Please print every line from the one containing "Please complete this annotation. The target class is black" through the last line of the records below, exactly as written and nothing more.

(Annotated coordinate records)
__________

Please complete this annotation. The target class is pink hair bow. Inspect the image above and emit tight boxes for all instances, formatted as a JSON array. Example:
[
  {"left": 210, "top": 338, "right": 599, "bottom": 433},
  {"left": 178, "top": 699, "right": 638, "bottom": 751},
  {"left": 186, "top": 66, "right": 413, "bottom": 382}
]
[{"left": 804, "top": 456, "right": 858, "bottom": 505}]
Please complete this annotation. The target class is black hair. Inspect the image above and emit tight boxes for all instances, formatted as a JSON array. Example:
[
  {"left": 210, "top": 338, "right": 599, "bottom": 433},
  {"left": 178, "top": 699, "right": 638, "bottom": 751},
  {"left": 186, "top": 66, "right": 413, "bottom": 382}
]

__________

▸ **EXERCISE SOLUTION**
Please complete this annotation. The target class is black hair. Inspect the image above and emit tight boxes for all instances, formatted as a JSON array. Example:
[
  {"left": 210, "top": 338, "right": 599, "bottom": 433},
  {"left": 178, "top": 699, "right": 638, "bottom": 751},
  {"left": 186, "top": 66, "right": 413, "bottom": 382}
]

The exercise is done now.